Every record must be copied exactly. Leave nothing out.

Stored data
────────────────────────────────────────

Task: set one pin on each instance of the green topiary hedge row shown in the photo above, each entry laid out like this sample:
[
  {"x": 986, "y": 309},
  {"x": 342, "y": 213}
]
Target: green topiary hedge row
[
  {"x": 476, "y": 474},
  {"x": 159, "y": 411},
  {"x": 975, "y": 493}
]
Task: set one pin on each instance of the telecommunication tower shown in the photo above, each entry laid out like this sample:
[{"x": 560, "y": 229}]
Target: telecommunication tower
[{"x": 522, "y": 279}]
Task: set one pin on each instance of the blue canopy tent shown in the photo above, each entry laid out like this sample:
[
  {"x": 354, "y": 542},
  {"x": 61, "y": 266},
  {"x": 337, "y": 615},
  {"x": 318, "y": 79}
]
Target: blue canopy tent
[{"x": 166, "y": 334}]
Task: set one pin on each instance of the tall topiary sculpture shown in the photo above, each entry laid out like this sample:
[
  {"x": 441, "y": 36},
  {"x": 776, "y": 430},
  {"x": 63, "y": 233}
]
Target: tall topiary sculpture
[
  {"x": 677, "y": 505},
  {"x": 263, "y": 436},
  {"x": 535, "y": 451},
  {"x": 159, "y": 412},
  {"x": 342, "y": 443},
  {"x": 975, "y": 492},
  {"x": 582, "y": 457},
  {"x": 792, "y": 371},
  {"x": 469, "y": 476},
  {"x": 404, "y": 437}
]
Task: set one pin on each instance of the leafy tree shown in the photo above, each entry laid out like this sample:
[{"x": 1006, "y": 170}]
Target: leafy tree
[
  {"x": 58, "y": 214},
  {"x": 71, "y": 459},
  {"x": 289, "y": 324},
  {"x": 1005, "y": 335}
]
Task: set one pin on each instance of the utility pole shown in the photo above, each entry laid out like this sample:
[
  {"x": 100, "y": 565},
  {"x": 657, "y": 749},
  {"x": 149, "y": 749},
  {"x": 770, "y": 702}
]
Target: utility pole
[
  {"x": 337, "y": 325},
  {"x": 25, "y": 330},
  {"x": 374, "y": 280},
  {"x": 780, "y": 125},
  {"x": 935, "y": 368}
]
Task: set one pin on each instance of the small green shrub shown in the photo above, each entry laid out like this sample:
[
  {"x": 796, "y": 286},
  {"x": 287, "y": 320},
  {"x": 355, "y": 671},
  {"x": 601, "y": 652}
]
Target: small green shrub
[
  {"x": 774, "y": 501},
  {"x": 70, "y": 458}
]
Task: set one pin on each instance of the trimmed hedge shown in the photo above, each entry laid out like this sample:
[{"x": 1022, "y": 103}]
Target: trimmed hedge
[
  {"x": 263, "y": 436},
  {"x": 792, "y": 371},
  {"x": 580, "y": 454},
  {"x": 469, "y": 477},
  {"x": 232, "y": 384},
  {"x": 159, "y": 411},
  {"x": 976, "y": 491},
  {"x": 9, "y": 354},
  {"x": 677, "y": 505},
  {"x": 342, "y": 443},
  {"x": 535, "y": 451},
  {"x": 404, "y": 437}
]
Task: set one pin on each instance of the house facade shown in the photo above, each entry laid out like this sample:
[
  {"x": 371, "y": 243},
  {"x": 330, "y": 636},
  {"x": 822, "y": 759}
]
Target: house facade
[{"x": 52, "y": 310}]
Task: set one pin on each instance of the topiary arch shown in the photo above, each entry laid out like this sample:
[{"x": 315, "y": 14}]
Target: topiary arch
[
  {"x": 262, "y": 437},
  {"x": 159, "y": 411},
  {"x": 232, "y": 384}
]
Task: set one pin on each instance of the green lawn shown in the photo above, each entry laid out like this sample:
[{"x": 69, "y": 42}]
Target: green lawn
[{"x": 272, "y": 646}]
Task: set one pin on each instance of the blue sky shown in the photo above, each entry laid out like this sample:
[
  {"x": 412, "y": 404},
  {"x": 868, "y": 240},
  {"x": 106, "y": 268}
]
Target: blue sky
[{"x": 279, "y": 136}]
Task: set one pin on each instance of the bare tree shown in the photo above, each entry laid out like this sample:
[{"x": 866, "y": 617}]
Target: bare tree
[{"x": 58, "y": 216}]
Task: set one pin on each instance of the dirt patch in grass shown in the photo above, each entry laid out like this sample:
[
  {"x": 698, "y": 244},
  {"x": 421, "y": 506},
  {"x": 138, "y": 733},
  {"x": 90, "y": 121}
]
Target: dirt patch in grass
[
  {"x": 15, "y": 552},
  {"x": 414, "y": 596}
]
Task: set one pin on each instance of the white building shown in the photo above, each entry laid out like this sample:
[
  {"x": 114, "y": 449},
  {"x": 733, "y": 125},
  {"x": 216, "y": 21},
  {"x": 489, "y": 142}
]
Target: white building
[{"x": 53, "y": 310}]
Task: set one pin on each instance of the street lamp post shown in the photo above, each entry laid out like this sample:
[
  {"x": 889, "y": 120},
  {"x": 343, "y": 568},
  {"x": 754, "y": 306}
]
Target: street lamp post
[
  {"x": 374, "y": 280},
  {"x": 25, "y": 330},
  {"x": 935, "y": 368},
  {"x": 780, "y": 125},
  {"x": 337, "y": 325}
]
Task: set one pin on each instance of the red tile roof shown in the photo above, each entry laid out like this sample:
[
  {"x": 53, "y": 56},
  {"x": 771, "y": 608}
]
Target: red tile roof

────────────────────────────────────────

• Output for this exercise:
Task: set one pin on each instance of the green topiary hedge row shown in the photo above, each entry laid out like this sample:
[
  {"x": 986, "y": 309},
  {"x": 342, "y": 213}
]
Target: green topiary hedge row
[
  {"x": 476, "y": 474},
  {"x": 159, "y": 411},
  {"x": 975, "y": 493}
]
Task: set one pin on each instance of the telecommunication tower shown in the photo above, each entry laid out like this sample:
[{"x": 560, "y": 229}]
Target: telecommunication tower
[{"x": 522, "y": 279}]
Task: set one pin on each instance of the blue canopy tent shown in the photo above, each entry laid out like this sample:
[
  {"x": 354, "y": 542},
  {"x": 61, "y": 266},
  {"x": 337, "y": 615},
  {"x": 318, "y": 79}
]
Target: blue canopy tent
[{"x": 166, "y": 334}]
Task: set one pin on each instance of the tall topiary sculpture shown in the photo above, each entry laid out like this sample:
[
  {"x": 441, "y": 36},
  {"x": 776, "y": 430},
  {"x": 63, "y": 233}
]
Target: tall topiary sculpture
[
  {"x": 677, "y": 505},
  {"x": 263, "y": 436},
  {"x": 535, "y": 451},
  {"x": 159, "y": 412},
  {"x": 342, "y": 443},
  {"x": 975, "y": 492},
  {"x": 582, "y": 457},
  {"x": 792, "y": 371},
  {"x": 469, "y": 476},
  {"x": 404, "y": 437}
]
Task: set one pin on each instance of the leafy tree shown in the photo above, each entry laid out like this sample:
[{"x": 1006, "y": 170}]
Target: leafy tree
[
  {"x": 58, "y": 214},
  {"x": 71, "y": 459},
  {"x": 289, "y": 324},
  {"x": 1005, "y": 335}
]
Task: set one pin on each instance of the utility pole shown in the photo above, each entry laid out like this sample:
[
  {"x": 100, "y": 565},
  {"x": 657, "y": 749},
  {"x": 149, "y": 749},
  {"x": 770, "y": 702}
]
Target: utility pole
[
  {"x": 337, "y": 325},
  {"x": 25, "y": 330},
  {"x": 374, "y": 280},
  {"x": 780, "y": 125},
  {"x": 935, "y": 368}
]
Task: set one pin on each instance of the small green shrub shown in the photo above, each entry laid out like this sample:
[
  {"x": 796, "y": 286},
  {"x": 287, "y": 320},
  {"x": 355, "y": 671},
  {"x": 601, "y": 652}
]
Target: small green shrub
[
  {"x": 774, "y": 501},
  {"x": 70, "y": 458}
]
Task: set one pin on each instance of the trimmed hedge shown in the photo above, each entry laid out like this sample:
[{"x": 1022, "y": 103}]
Target: trimmed hedge
[
  {"x": 263, "y": 436},
  {"x": 792, "y": 371},
  {"x": 580, "y": 454},
  {"x": 469, "y": 477},
  {"x": 232, "y": 384},
  {"x": 159, "y": 411},
  {"x": 976, "y": 491},
  {"x": 9, "y": 354},
  {"x": 677, "y": 505},
  {"x": 342, "y": 443},
  {"x": 535, "y": 451},
  {"x": 404, "y": 437}
]
Task: set one pin on each instance of the house facade shown in the photo above, each entry laid out like this sample:
[
  {"x": 371, "y": 243},
  {"x": 330, "y": 636},
  {"x": 822, "y": 759}
]
Target: house facade
[{"x": 52, "y": 310}]
Task: set one pin on each instance of the topiary arch shown in the photo above, each entry laid out like this sample:
[{"x": 315, "y": 14}]
Target: topiary arch
[
  {"x": 262, "y": 437},
  {"x": 159, "y": 411},
  {"x": 232, "y": 384}
]
Task: set one pin on each instance of the green lawn shown in the photo above, each entry laid out like this sample:
[{"x": 69, "y": 42}]
Target: green lawn
[{"x": 272, "y": 646}]
Task: set one pin on each instance of the blue sky shown in the photo above, each entry laid out like this sample:
[
  {"x": 412, "y": 404},
  {"x": 868, "y": 240},
  {"x": 106, "y": 268}
]
Target: blue sky
[{"x": 279, "y": 136}]
Task: set one pin on each instance of the bare tree shown in the photo above, each entry laid out like this sample:
[{"x": 866, "y": 617}]
Target: bare tree
[{"x": 58, "y": 216}]
Task: set one pin on each instance of the dirt patch in grass shown in the photo above, each entry laid out like this sample:
[
  {"x": 698, "y": 244},
  {"x": 421, "y": 506},
  {"x": 138, "y": 733},
  {"x": 90, "y": 121}
]
Target: dirt patch in grass
[
  {"x": 15, "y": 552},
  {"x": 414, "y": 596}
]
Task: set one pin on each instance of the white building shown in the photo above, each entry laid out like this sample:
[
  {"x": 114, "y": 449},
  {"x": 733, "y": 125},
  {"x": 216, "y": 21},
  {"x": 489, "y": 142}
]
Target: white building
[{"x": 53, "y": 310}]
Task: set one pin on each instance of the street lamp post shown in the photo above, each entry laid out like this sample:
[
  {"x": 889, "y": 120},
  {"x": 343, "y": 568},
  {"x": 754, "y": 306}
]
Target: street lamp post
[
  {"x": 374, "y": 280},
  {"x": 25, "y": 330},
  {"x": 935, "y": 368},
  {"x": 780, "y": 125},
  {"x": 337, "y": 325}
]
Task: set one pin on each instance of the red tile roof shown in the photo above, each entry laid out like this sample:
[
  {"x": 53, "y": 56},
  {"x": 771, "y": 608}
]
Target: red tile roof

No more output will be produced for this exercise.